----- Trecho original -----

Sempre achei o russo
assim parecido com brasileiro, com o nosso caboclo – e agora não me refiro ao
frágil Jeca Tatu de Monteiro Lobato, mas ao bravo sertanejo de Euclides da
Cunha, um home do sertão, rude, meio selvagem... e ao mesmo tempo, sentimental.
Gosta de cantar, dançar e beber com o mesmo ardor com que se empenha numa luta.
E alguns gostam também de exibir os tais dentes dourado.
[...] A Sibéria de
Dostoiévski, dolorosamente, terrivelmente retratada nas Recordações da Casa dos Mortos. Foi num soturno presídio atrás de
uma muralha e no extremo de uma pequena cidade siberiana (seria Omsk?) que
Dostoiévski esteve encarcerado quatro anos como prisioneiro militar. Lá ele se
inspirou para escrever as deslumbrantes recordações do personagem Aleksander
Petrovitch. Enfim, mas esse tempo já ia longe embora ainda fosse o mesmo esse
vento que soprava e igual a desolada paisagem dos pinheirais cor de ferrugem.

----- Lista de dados -----

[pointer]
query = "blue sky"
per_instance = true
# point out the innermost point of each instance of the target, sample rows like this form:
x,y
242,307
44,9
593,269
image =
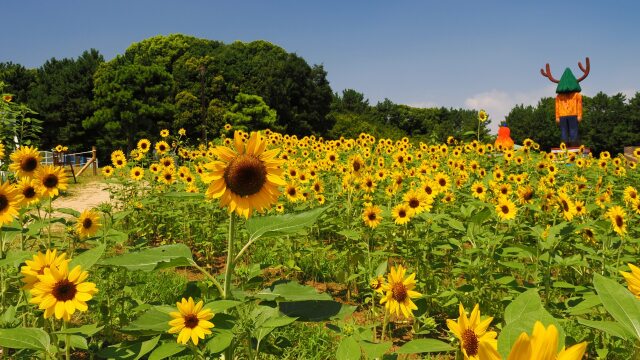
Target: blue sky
x,y
474,54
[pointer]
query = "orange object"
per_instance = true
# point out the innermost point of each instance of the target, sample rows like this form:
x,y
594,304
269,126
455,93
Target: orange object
x,y
569,104
504,140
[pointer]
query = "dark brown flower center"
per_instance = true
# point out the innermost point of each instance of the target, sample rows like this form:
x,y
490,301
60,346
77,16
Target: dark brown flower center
x,y
4,202
399,292
191,321
470,342
29,192
619,221
245,175
28,164
64,290
50,181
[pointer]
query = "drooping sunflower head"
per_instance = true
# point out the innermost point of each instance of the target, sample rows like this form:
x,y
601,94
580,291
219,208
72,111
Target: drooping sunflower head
x,y
191,321
88,224
38,263
246,178
51,179
61,292
25,161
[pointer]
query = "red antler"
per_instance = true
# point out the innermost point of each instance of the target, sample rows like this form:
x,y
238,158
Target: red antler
x,y
584,70
548,73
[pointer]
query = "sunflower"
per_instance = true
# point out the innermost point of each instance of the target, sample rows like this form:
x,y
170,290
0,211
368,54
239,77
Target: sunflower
x,y
472,333
143,146
402,214
10,200
417,201
247,178
88,224
25,161
478,190
191,321
61,292
542,345
51,179
137,173
27,188
371,216
506,209
107,171
617,214
633,279
39,262
162,147
398,292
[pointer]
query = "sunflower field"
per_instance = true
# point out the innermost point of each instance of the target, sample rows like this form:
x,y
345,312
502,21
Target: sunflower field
x,y
268,246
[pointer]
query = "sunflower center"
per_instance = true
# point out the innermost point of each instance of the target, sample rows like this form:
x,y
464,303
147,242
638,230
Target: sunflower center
x,y
470,342
29,192
50,181
4,202
191,321
64,290
245,175
414,203
399,292
28,164
619,221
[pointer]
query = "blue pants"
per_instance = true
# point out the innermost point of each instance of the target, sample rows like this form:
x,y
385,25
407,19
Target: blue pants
x,y
569,129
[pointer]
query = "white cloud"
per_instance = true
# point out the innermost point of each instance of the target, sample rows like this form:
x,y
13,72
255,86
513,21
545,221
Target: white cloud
x,y
498,103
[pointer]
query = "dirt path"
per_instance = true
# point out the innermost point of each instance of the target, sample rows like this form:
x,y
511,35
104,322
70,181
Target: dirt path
x,y
83,196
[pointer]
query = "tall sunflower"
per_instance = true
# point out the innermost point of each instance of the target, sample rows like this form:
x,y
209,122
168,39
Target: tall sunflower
x,y
61,292
371,216
39,262
51,179
191,321
398,292
472,333
246,178
543,345
9,203
88,224
25,161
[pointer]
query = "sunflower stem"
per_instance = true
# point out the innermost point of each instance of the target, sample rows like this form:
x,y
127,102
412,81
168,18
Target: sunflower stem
x,y
230,261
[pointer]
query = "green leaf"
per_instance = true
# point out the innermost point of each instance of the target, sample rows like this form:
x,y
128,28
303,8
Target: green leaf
x,y
375,350
282,224
88,258
619,302
86,330
221,305
148,260
610,327
25,338
166,350
291,291
153,321
348,349
68,211
220,341
424,345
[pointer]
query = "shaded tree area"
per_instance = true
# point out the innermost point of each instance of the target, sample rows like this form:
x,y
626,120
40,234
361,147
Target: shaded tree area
x,y
354,115
609,123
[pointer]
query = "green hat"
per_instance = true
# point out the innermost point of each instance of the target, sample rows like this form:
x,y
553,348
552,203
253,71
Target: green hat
x,y
568,83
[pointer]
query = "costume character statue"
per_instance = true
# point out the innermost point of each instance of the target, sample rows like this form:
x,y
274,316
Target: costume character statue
x,y
568,102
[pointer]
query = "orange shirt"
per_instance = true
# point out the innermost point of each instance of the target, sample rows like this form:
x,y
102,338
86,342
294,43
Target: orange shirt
x,y
569,104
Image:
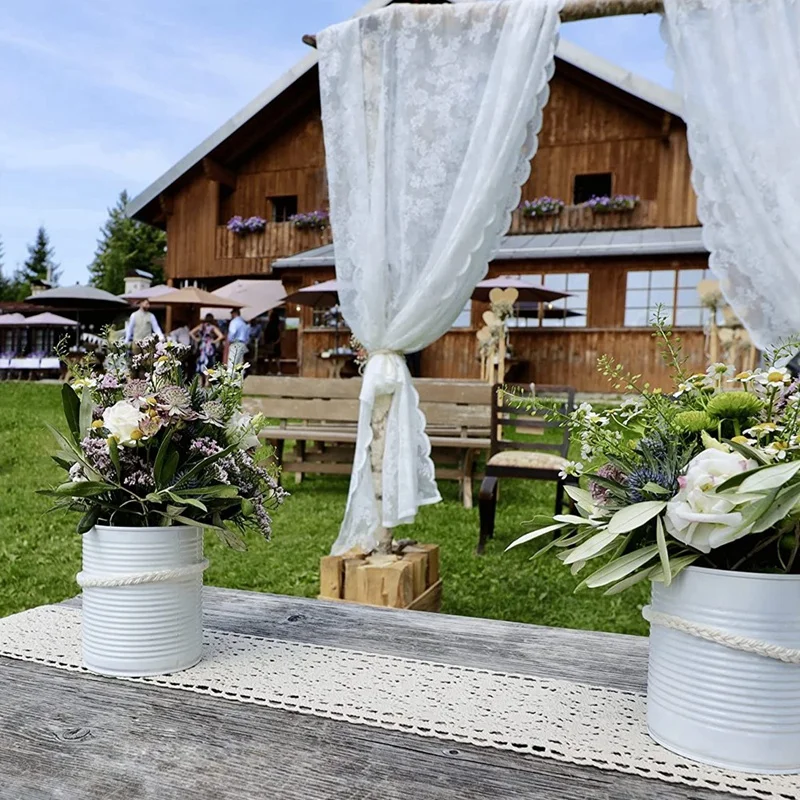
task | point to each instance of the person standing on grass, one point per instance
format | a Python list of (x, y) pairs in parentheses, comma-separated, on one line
[(141, 324), (207, 336), (238, 336)]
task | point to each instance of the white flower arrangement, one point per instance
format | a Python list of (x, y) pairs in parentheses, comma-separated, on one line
[(707, 474)]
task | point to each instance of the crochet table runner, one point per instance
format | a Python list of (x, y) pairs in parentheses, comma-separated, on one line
[(556, 719)]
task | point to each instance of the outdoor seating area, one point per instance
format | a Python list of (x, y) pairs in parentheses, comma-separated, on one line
[(314, 424), (449, 250)]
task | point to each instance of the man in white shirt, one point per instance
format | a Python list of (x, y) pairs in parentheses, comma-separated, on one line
[(141, 324), (238, 336)]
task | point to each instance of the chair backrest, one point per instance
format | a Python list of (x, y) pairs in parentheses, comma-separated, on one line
[(462, 405), (514, 413)]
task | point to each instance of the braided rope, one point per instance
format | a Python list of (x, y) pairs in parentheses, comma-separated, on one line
[(158, 576), (734, 641)]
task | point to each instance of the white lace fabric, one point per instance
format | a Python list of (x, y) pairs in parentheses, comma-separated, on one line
[(431, 115), (737, 67), (556, 719)]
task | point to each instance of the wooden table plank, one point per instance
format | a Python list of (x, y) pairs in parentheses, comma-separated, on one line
[(81, 738), (70, 736)]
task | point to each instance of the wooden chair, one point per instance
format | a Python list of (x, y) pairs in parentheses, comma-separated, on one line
[(511, 458)]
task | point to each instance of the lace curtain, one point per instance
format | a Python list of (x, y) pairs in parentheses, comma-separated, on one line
[(737, 65), (430, 114)]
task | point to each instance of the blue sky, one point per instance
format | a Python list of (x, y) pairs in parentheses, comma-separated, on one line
[(100, 95)]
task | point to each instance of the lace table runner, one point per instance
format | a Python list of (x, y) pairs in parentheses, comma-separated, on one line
[(556, 719)]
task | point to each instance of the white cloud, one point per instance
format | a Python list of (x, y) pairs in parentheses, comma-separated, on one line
[(31, 152)]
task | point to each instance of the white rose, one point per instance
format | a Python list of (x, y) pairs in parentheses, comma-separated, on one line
[(240, 430), (121, 420), (699, 517)]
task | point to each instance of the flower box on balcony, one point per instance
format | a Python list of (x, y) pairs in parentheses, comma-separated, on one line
[(276, 240), (584, 218)]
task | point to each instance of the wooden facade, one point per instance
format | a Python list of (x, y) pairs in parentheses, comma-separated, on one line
[(590, 127)]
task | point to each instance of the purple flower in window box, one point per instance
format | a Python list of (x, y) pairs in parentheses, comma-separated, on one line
[(255, 224), (312, 221), (542, 207), (236, 225), (619, 202)]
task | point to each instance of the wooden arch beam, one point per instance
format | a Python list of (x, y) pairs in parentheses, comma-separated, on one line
[(575, 10)]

-----

O que fazer:
1: Transcreva sem mudar nada as linhas da listagem, começando na linha que contém "task | point to each instance of the blue" e indo até o fim da listagem.
2: Escreva a continuação do trecho sobre o russo e a Sibéria de Dostoiévski, começando logo depois da última frase.
O trecho e a listagem vêm de fontes diferentes.

Respostas:
1:
task | point to each instance of the blue sky, one point per instance
format | a Python list of (x, y) pairs in parentheses, comma-separated, on one line
[(100, 95)]
task | point to each instance of the lace table runner, one point per instance
format | a Python list of (x, y) pairs in parentheses, comma-separated, on one line
[(556, 719)]
task | point to each instance of the white cloud, one point per instance
format | a Python list of (x, y) pairs in parentheses, comma-separated, on one line
[(31, 152)]
task | point to each instance of the white rose, one point per instance
format | a Python list of (x, y) pairs in parentheses, comma-separated, on one line
[(240, 430), (121, 420), (699, 517)]
task | point to each instance of the flower box on balcony, one point per instance
format | a Python list of (x, y) pairs in parentheses, comma-separated, on one line
[(276, 240), (584, 218)]
task | point to each instance of the wooden facade, one point per instance
format | a Python list of (x, y) pairs in parentheses, comma-separated, on one line
[(590, 127)]
task | point to each instance of the purple flower in window box, one point per instance
format | a Python list of (x, y) pairs in parentheses, comma-separated, on one line
[(255, 224), (312, 221), (542, 207), (236, 225), (619, 202)]
task | point to each instance of the wooden arch beam, one point per instance
format | a Python list of (x, y) pairs in parentheses, comma-separated, on one line
[(575, 10)]

2:
Muita gente
chegando. Não vi soldados fardados mas com o traje do país, o blusão com as calças
de brim azul e alpargatas pretas, enfim, no clássico estilo oriental. Os homens
com o cabelo cortado rente e as jovens de cabelo curto, caindo retos ou presos
em graciosas trancinhas, uma de cada lado do rosto. As idosas, essas com o
coque enrodilhado na nuca e as caras lavadas sem nenhum sinal de pintura.
Os maiores
entendidos de culinária já propagaram que há de fato apenas duas cozinhas no
mundo: a chinesa e a francesa. O resto é o shakesperiano silêncio.
[...] O padre dizia
a missa em latim, os devotos rezavam em chinês e Helena Silveira e eu em
português, perfeito o entendimento entre todos na única linguagem da fé.